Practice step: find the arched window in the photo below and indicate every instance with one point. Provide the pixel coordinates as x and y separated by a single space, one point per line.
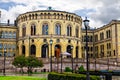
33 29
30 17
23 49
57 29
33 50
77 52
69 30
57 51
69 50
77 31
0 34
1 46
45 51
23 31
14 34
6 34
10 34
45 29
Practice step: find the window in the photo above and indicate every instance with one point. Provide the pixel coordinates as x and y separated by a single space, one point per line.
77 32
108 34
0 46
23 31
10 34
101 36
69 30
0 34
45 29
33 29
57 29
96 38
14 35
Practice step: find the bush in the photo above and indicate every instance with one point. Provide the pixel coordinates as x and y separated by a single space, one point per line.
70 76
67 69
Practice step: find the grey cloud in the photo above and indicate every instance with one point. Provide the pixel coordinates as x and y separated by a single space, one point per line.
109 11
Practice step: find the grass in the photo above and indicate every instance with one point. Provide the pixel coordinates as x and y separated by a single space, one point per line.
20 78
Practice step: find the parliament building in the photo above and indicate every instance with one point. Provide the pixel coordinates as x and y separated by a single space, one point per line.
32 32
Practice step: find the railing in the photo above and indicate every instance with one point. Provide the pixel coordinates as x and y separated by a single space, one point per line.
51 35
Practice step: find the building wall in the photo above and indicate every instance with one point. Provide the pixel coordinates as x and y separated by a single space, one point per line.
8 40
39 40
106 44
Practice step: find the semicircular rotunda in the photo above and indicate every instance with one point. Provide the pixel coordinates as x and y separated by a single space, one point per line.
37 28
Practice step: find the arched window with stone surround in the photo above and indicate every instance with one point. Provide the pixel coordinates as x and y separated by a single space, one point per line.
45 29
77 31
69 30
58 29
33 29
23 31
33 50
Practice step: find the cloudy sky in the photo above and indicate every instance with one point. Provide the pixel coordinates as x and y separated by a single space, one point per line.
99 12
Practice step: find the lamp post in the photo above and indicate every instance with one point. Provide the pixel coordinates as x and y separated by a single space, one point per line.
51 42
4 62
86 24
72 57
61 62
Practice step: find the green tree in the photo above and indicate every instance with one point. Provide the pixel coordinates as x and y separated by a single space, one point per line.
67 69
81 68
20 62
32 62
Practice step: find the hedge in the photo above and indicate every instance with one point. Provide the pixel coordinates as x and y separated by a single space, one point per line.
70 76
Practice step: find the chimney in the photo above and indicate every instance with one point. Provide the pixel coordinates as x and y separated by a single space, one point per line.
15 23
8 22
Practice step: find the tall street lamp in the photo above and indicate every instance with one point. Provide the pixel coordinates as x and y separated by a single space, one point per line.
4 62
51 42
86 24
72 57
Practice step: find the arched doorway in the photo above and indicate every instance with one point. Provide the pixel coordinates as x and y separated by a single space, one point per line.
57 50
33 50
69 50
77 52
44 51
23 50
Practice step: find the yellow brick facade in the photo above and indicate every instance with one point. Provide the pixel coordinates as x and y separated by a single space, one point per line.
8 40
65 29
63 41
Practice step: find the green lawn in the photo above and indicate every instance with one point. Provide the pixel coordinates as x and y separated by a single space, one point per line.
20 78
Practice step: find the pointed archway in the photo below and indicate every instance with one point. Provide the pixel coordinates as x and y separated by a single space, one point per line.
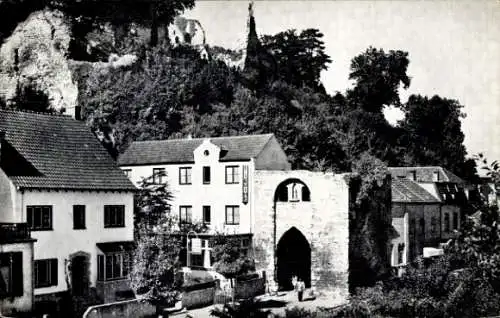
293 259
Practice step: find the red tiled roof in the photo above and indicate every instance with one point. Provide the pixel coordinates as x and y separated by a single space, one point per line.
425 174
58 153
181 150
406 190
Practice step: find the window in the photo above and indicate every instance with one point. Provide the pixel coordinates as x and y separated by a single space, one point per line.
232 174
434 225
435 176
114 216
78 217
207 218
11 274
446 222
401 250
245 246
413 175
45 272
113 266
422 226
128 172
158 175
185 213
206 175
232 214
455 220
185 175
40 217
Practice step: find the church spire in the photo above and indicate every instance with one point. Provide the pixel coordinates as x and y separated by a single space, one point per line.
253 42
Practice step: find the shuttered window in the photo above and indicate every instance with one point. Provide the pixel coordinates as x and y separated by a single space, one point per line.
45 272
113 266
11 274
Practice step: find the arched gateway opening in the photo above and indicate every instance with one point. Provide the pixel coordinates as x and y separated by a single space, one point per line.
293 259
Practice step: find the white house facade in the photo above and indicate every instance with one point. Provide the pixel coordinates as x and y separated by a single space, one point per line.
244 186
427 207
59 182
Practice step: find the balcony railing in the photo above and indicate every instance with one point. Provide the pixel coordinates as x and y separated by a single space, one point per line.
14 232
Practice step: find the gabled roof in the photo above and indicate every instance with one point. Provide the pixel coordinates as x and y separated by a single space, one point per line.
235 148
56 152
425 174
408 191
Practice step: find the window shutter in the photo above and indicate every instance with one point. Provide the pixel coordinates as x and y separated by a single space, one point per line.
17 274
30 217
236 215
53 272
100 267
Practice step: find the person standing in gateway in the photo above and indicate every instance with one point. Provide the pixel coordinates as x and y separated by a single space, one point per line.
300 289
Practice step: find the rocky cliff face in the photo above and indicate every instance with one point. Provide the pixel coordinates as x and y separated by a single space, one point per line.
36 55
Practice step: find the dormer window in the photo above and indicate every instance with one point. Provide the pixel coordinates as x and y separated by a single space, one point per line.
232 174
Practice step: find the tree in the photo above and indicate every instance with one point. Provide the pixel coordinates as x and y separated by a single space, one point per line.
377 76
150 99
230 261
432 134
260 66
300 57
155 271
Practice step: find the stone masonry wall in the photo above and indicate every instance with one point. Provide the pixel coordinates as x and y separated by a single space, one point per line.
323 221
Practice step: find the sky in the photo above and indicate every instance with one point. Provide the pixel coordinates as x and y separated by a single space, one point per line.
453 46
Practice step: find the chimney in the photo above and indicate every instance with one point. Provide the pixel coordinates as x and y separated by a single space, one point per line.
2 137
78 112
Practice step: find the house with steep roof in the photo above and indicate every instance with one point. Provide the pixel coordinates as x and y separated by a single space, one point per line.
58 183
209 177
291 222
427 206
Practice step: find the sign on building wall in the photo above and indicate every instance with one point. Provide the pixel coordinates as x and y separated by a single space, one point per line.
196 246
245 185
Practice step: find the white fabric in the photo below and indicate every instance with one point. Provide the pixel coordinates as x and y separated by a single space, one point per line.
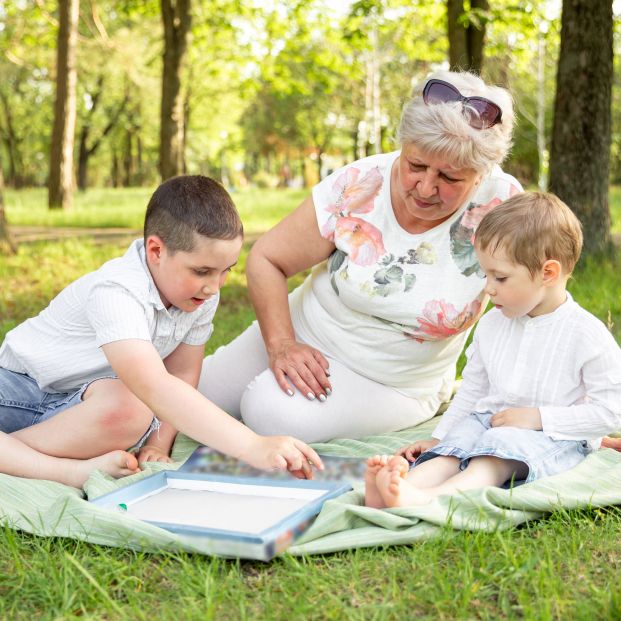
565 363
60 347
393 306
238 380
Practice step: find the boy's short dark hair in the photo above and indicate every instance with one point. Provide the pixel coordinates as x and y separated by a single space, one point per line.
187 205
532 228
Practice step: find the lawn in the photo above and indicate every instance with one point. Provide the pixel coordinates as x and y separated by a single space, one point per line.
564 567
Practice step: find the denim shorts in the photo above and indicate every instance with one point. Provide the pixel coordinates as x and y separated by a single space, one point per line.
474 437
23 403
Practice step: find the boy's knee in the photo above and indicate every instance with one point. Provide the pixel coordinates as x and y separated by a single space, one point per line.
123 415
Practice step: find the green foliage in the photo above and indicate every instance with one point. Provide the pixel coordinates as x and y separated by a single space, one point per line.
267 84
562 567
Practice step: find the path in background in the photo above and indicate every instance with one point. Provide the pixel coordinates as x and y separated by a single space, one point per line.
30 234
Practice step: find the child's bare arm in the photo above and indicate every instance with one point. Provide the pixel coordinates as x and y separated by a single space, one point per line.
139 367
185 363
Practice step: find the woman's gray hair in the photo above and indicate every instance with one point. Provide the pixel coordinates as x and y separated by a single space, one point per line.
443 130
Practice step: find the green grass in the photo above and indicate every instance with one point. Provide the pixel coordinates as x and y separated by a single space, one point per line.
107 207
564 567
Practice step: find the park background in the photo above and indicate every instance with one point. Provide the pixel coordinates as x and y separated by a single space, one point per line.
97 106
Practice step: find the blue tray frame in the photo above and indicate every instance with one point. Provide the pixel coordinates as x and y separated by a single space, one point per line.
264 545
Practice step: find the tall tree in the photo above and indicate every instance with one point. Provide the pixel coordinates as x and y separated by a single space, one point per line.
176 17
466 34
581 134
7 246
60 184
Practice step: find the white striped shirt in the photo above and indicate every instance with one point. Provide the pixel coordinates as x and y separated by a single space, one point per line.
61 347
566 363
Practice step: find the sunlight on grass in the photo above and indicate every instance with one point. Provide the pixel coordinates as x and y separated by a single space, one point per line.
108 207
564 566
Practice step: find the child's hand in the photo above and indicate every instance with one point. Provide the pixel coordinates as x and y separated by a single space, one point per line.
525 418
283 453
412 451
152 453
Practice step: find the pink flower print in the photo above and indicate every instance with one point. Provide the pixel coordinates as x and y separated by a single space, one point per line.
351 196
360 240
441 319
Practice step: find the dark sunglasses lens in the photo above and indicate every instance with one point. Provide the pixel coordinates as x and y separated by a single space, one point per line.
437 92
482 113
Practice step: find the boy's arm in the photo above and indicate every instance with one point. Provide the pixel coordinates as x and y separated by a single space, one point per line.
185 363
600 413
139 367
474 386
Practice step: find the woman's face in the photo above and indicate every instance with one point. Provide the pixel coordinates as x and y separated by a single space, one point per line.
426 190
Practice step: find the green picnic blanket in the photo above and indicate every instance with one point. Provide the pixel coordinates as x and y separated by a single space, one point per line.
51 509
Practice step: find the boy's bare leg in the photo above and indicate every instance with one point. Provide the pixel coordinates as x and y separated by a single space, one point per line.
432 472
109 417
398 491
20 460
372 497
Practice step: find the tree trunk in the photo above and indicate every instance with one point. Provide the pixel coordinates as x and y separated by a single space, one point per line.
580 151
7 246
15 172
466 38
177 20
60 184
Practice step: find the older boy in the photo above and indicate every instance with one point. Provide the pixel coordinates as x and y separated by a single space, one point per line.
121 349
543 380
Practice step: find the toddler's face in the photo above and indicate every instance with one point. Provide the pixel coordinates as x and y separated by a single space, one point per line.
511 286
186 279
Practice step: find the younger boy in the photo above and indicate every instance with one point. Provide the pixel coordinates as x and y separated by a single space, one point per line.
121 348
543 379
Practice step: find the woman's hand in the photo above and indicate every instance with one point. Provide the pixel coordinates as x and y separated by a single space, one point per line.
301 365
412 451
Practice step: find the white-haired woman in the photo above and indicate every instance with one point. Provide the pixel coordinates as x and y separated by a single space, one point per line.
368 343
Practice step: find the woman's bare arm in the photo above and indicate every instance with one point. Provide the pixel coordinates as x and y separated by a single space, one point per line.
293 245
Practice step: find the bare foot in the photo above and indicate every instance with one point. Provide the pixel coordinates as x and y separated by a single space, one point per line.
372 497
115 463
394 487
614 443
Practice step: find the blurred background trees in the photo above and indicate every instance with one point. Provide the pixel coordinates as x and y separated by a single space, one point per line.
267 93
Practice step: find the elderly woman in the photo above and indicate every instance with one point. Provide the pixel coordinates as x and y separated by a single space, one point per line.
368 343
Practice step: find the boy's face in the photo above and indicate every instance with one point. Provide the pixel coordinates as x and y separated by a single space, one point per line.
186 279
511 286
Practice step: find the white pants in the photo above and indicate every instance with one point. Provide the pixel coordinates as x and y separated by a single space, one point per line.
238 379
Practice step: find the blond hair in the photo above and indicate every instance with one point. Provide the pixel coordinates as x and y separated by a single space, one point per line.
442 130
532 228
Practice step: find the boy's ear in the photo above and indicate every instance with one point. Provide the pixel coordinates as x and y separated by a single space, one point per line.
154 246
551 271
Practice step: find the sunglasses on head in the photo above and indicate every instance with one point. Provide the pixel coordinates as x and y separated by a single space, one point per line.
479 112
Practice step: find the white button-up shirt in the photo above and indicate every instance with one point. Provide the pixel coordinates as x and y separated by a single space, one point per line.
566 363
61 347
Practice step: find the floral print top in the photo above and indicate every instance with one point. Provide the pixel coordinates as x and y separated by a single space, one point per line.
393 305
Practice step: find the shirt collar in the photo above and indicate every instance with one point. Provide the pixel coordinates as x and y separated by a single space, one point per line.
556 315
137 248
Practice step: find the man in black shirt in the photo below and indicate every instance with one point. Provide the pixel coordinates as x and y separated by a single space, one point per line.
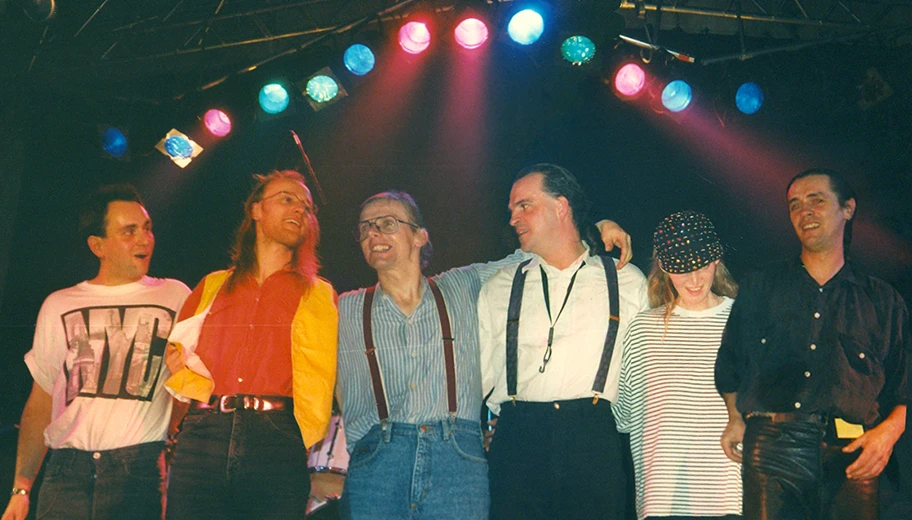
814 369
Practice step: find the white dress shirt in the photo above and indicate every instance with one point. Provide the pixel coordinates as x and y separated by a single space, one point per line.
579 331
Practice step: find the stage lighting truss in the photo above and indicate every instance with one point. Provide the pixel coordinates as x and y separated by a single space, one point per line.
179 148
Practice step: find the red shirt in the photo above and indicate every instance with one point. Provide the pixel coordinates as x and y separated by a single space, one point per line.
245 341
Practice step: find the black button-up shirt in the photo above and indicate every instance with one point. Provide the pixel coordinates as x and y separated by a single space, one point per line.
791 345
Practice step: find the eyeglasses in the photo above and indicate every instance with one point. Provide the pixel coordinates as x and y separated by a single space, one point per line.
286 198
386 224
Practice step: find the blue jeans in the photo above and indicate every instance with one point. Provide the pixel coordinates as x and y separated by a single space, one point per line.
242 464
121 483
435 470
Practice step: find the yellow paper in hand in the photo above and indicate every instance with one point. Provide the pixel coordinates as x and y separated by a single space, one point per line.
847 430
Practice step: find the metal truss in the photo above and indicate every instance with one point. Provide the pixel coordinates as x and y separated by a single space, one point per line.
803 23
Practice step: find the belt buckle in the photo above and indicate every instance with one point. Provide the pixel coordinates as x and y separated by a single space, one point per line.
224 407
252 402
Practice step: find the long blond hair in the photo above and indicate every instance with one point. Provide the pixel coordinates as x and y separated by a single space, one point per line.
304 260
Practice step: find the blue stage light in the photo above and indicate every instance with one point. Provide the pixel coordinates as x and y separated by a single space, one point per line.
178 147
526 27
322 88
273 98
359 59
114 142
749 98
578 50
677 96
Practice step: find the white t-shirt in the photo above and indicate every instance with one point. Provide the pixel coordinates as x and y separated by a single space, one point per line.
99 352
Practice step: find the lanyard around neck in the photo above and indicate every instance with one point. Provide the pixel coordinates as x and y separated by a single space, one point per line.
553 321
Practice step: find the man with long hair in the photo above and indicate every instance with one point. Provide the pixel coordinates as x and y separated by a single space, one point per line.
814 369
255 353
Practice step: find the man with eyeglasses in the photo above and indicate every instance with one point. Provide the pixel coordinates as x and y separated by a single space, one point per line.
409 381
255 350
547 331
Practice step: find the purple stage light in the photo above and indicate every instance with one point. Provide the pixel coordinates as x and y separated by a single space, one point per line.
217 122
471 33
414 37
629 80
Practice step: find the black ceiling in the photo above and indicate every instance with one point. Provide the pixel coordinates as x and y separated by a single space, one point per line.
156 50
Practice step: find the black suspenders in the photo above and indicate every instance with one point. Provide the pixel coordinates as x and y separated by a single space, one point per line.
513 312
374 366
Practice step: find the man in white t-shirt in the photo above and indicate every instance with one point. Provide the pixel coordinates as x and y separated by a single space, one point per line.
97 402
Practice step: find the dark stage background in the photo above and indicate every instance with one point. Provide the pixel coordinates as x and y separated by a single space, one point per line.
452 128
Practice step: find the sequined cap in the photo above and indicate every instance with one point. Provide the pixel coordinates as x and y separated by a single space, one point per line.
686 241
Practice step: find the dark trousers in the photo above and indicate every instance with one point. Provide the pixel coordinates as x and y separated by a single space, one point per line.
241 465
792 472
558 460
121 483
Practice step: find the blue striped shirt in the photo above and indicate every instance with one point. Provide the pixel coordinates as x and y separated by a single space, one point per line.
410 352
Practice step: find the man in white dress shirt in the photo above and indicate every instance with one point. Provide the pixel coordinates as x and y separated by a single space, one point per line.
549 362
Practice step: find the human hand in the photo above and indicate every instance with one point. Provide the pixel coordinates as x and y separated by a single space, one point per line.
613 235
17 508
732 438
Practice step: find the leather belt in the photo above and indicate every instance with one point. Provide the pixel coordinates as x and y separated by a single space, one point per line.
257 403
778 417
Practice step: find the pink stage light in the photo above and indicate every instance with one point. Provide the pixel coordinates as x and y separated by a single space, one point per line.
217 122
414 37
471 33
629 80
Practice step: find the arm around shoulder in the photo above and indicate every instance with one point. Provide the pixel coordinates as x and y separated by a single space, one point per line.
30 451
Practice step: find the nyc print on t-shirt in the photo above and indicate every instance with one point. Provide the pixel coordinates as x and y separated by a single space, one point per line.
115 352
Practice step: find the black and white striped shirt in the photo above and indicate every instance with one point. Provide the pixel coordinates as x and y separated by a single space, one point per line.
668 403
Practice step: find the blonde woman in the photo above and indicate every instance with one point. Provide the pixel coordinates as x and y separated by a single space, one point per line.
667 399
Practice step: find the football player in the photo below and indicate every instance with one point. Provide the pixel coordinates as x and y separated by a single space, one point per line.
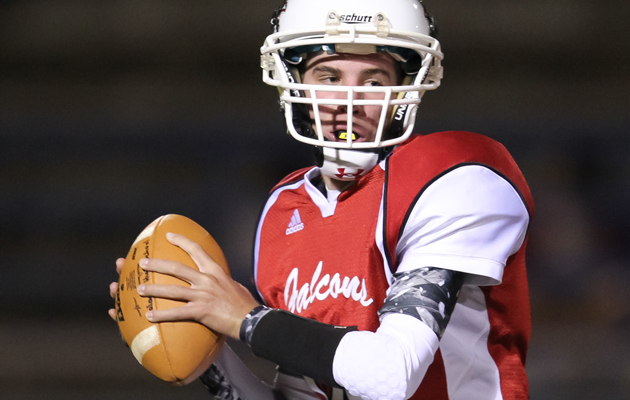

**Objective:** Rewrite the listing starting at the line containing "Practice step: find the blonde" and ending at the end of the listing, replacing "football player" with "referee" and leaving everything else unchanged. Omit the pictures from your answer.

**Answer for this exercise:**
Practice step: find the blonde woman in the photo above and indicate every instance with one point. Provide the pixel coordinates as x and y separated by a single space, one point per line.
667 399
Practice step: find the referee in the photo below and indicate every instance with one point. Provide the pixel coordinates as x and y separated by a single space, one point per line.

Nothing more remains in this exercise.